TRY IT:
Your answer must contain each line of the data, copied exactly.
►
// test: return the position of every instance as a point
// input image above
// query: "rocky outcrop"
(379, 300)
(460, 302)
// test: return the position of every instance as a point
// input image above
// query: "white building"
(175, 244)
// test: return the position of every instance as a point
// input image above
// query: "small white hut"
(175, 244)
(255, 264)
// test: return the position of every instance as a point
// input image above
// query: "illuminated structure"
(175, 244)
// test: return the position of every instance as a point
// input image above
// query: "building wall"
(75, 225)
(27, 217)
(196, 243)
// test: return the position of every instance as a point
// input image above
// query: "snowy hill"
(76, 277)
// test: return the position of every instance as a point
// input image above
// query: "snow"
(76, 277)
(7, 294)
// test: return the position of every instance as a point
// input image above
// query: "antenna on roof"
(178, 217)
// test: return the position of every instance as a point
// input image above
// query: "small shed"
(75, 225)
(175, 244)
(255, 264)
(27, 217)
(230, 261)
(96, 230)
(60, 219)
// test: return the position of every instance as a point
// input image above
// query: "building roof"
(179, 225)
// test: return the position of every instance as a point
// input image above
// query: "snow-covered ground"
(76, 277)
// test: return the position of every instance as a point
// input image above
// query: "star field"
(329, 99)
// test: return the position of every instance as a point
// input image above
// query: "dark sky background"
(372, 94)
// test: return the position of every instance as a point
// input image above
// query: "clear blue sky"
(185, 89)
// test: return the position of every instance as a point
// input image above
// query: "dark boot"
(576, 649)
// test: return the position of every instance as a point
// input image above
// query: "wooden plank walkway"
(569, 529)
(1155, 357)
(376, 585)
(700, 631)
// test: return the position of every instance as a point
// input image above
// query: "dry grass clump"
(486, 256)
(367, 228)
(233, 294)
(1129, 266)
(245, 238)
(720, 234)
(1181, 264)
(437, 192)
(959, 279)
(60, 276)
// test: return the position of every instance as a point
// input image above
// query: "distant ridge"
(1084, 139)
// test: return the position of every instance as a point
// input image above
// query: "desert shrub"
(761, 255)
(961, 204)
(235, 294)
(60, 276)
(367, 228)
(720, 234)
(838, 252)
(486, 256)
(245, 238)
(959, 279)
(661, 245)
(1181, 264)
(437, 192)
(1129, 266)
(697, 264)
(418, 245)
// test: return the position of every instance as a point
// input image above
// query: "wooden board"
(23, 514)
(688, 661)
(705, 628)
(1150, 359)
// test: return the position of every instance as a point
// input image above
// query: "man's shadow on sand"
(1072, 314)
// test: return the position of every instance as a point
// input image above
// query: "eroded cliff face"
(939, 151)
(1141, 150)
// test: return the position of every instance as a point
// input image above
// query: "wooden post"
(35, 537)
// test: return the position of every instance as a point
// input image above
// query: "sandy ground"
◄
PROBLEM SOLUTION:
// test: return the position of every instance as a point
// input image above
// query: "rocky outcrop"
(379, 300)
(460, 302)
// test: return the position of every instance as a point
// input image above
// query: "white building"
(175, 244)
// test: return the position of every instance as a point
// input image above
// query: "small white hut"
(175, 244)
(255, 264)
// test: return the position of every instance as a point
// input image above
// query: "illuminated structure"
(175, 244)
// test: return the position of every instance as a point
// input image above
// query: "building wall"
(75, 225)
(27, 217)
(196, 243)
// test: return the position of every instance as a point
// input image above
// query: "snowy hill"
(76, 277)
// test: return the position of every instance as a point
// input image above
// query: "snow"
(76, 277)
(7, 294)
// test: return the position of every instance as a point
// input image above
// query: "antenna on roof"
(178, 217)
// test: return the position of every instance as a point
// input image above
// query: "small shed"
(75, 225)
(175, 244)
(255, 264)
(27, 217)
(230, 261)
(96, 230)
(60, 219)
// test: return the position of every instance as a point
// input image above
// query: "building roof"
(179, 225)
// test: return the position of every instance as a point
// input image above
// query: "snow-covered ground"
(76, 277)
// test: return the position of every instance as a point
// input image above
// query: "star field"
(329, 99)
// test: return the position of every instance as a point
// input image above
// query: "dark sky background"
(372, 94)
// test: return the position of every instance as a point
// input image above
// query: "clear blue sky"
(185, 89)
// test: return the position of every instance as a point
// input image above
// query: "dark boot"
(576, 649)
// test: return the position of every instance as a point
// input image above
// query: "wooden plank walkway"
(569, 529)
(1155, 357)
(376, 585)
(700, 631)
// test: return the position of every instance as a point
// input image above
// query: "dry grass clump"
(486, 256)
(367, 228)
(233, 294)
(1129, 266)
(245, 238)
(720, 234)
(1181, 264)
(437, 192)
(959, 279)
(60, 276)
// test: return the position of every instance as a point
// input image above
// query: "distant ridge"
(1084, 139)
// test: return the position of every instance as a point
// input image above
// query: "desert shrub"
(761, 255)
(961, 204)
(235, 294)
(60, 276)
(367, 228)
(720, 234)
(838, 252)
(486, 256)
(245, 238)
(959, 279)
(661, 245)
(1181, 264)
(437, 192)
(1129, 266)
(697, 264)
(418, 245)
// test: return the position of every instance as a point
// input image above
// query: "wooden board"
(23, 514)
(688, 661)
(705, 628)
(1150, 359)
// test: return the position of every instance as a point
// input image above
// query: "man's shadow on sand"
(1072, 314)
// test: return the position of every instance as a point
// input image above
// query: "eroded cliff face"
(939, 151)
(1141, 150)
// test: return the position of every instance as a point
// input image above
// query: "wooden post"
(35, 537)
// test: return the position of every instance as a point
// input image above
// query: "sandy ground"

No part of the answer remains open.